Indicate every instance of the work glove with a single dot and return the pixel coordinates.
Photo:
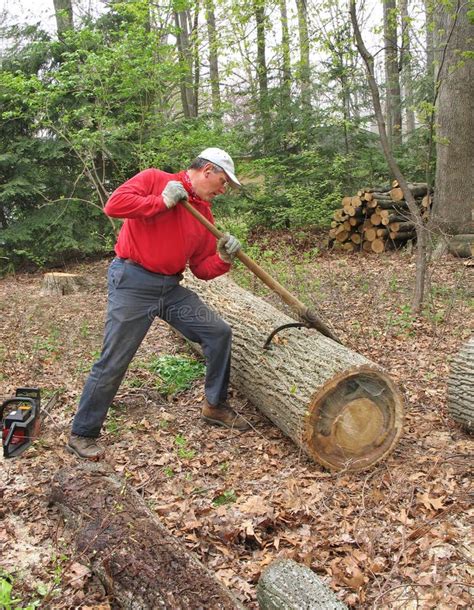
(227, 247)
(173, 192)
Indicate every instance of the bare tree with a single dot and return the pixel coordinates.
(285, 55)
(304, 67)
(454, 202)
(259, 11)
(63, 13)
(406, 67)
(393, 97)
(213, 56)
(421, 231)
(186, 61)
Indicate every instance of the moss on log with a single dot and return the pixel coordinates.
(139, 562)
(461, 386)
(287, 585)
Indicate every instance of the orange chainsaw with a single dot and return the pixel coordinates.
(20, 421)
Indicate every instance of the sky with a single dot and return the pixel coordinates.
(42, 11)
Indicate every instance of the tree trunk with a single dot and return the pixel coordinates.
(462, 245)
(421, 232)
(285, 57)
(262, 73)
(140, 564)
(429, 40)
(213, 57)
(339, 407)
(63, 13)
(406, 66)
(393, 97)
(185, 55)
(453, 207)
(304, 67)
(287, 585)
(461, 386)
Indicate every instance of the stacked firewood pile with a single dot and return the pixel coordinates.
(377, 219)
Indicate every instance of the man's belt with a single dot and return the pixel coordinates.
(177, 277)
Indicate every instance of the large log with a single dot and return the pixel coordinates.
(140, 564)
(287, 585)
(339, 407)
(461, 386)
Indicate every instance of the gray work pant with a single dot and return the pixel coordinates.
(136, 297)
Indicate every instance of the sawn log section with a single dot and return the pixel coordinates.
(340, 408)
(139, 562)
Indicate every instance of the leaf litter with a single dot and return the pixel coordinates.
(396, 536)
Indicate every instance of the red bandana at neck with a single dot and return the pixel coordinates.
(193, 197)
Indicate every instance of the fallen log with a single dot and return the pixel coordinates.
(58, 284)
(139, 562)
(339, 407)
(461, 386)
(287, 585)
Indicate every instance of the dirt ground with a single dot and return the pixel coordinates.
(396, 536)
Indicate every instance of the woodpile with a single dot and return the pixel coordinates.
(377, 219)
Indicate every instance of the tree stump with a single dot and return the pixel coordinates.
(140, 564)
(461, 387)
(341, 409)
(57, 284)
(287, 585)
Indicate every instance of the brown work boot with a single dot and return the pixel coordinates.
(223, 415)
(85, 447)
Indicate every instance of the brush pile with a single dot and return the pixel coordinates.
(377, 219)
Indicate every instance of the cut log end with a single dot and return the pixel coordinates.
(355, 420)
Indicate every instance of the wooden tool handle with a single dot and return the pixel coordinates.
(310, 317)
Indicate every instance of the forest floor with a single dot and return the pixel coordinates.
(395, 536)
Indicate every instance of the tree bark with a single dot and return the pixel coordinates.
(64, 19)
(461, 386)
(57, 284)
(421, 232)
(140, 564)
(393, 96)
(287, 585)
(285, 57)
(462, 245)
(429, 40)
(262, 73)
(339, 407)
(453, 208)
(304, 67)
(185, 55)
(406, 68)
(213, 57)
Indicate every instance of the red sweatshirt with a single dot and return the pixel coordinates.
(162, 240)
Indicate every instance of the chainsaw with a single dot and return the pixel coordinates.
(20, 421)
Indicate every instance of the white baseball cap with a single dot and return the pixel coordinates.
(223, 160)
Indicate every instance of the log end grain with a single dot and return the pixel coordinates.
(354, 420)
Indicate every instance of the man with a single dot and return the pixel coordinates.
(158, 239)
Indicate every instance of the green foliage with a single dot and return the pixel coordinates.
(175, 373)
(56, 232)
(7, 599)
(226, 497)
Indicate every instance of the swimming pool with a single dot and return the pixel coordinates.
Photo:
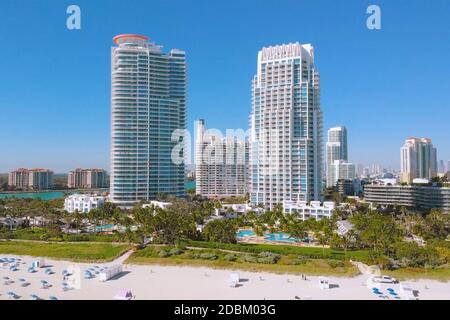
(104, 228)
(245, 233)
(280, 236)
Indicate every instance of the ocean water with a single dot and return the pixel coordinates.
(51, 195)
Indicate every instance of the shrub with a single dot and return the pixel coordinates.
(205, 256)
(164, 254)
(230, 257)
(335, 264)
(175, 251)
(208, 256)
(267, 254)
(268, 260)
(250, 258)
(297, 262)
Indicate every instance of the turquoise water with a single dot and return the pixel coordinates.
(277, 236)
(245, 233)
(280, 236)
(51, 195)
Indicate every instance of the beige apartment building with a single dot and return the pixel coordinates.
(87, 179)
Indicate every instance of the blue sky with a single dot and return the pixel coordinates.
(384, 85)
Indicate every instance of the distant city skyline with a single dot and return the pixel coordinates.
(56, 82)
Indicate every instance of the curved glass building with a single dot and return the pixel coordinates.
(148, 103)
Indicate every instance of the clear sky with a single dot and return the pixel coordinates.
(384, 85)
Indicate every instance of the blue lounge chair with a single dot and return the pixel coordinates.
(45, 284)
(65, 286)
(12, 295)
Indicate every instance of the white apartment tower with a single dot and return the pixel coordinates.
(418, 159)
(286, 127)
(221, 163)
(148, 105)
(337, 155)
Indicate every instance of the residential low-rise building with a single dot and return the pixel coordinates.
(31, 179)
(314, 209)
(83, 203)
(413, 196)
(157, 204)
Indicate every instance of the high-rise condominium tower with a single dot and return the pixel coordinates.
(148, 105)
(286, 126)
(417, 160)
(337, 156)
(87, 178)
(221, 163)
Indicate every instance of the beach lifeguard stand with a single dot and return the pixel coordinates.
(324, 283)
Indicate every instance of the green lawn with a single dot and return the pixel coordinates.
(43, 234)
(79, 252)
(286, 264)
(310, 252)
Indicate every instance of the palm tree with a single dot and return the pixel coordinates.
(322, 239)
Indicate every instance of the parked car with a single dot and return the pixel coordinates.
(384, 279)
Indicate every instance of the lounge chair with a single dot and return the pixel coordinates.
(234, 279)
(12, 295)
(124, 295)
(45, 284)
---
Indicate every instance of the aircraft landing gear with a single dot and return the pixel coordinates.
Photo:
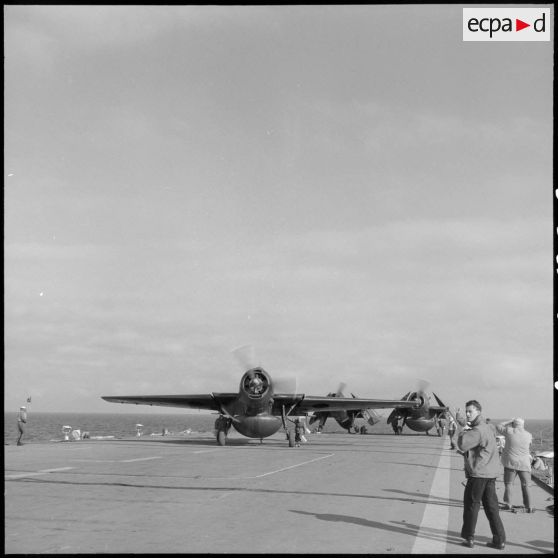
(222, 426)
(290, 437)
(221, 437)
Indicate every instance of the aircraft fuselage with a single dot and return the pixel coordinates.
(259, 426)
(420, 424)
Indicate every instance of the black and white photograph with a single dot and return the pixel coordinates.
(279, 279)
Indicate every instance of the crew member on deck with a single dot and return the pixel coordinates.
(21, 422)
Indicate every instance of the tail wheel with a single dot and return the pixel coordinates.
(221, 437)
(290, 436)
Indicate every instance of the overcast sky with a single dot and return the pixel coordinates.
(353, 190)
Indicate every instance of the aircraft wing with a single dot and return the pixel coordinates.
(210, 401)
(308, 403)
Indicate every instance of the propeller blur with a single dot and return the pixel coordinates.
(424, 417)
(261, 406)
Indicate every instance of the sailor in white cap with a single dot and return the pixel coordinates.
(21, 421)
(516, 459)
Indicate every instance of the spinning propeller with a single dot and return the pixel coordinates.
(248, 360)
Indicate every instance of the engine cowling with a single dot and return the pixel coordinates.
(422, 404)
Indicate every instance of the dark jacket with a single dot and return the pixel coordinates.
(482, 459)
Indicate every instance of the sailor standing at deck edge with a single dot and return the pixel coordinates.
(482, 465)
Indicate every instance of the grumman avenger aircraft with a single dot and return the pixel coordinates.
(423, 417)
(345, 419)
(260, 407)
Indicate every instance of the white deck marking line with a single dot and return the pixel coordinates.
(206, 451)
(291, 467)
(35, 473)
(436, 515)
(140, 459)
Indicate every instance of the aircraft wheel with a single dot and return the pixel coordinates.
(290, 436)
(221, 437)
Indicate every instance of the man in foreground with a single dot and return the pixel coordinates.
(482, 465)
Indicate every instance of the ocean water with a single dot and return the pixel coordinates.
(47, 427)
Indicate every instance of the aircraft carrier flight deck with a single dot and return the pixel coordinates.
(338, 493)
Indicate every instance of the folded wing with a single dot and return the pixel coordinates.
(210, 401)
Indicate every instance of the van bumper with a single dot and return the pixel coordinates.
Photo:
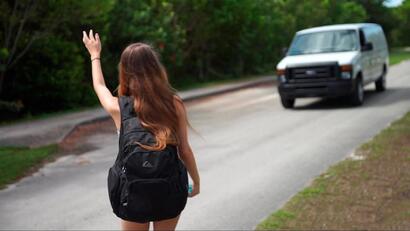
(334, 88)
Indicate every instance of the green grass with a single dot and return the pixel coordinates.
--
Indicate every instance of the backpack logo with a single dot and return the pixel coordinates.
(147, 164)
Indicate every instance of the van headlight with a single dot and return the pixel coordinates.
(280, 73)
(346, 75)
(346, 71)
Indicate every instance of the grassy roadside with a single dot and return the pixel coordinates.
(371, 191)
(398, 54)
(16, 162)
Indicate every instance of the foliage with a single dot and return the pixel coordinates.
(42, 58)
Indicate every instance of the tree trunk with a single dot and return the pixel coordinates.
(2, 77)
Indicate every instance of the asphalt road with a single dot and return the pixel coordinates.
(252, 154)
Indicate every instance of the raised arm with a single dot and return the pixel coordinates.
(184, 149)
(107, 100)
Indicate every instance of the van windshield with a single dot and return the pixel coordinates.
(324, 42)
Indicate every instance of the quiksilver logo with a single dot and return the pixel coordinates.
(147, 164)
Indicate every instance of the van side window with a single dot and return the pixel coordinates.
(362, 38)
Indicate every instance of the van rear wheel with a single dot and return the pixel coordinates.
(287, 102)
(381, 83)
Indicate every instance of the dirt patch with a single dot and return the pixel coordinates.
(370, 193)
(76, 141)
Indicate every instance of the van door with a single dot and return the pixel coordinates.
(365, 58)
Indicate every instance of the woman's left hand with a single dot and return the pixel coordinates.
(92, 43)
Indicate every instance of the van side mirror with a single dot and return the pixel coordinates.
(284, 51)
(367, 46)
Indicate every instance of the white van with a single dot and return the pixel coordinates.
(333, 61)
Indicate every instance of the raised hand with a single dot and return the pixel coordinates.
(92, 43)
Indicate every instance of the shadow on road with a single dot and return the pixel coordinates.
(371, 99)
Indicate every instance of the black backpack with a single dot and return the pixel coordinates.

### Task to complete:
Rewrite the records from the line with "Indicate every instance of the van rear" up to and including the line with "Indicate every instance of the black backpack", keeping every request line, and add -116 to each number in the answer coordinates.

### Written response:
Indicate every instance of the van rear wheel with a single dot and return the pixel coordinates.
(171, -14)
(265, -33)
Indicate every instance of the dirt patch with a single dot and return the pixel coordinates.
(254, 77)
(-40, 25)
Indicate every instance of the van door with a single dot and return the pixel coordinates.
(249, -58)
Indicate every instance of the woman's left hand with a single dot and return the pixel coordinates.
(-24, -73)
Indicate every instance of the van side mirror with a single dot and return the pixel coordinates.
(168, -65)
(251, -70)
Indicate every instance of the white van with a single dot and return the pixel coordinates.
(217, -55)
Indicate every instance of the raised hand with a single dot and return the pixel coordinates.
(-24, -73)
Indicate every instance of the shadow on road with a single dot and return the pixel coordinates.
(255, -17)
Indicate every instance of the black backpack with a single dot and return the pixel coordinates.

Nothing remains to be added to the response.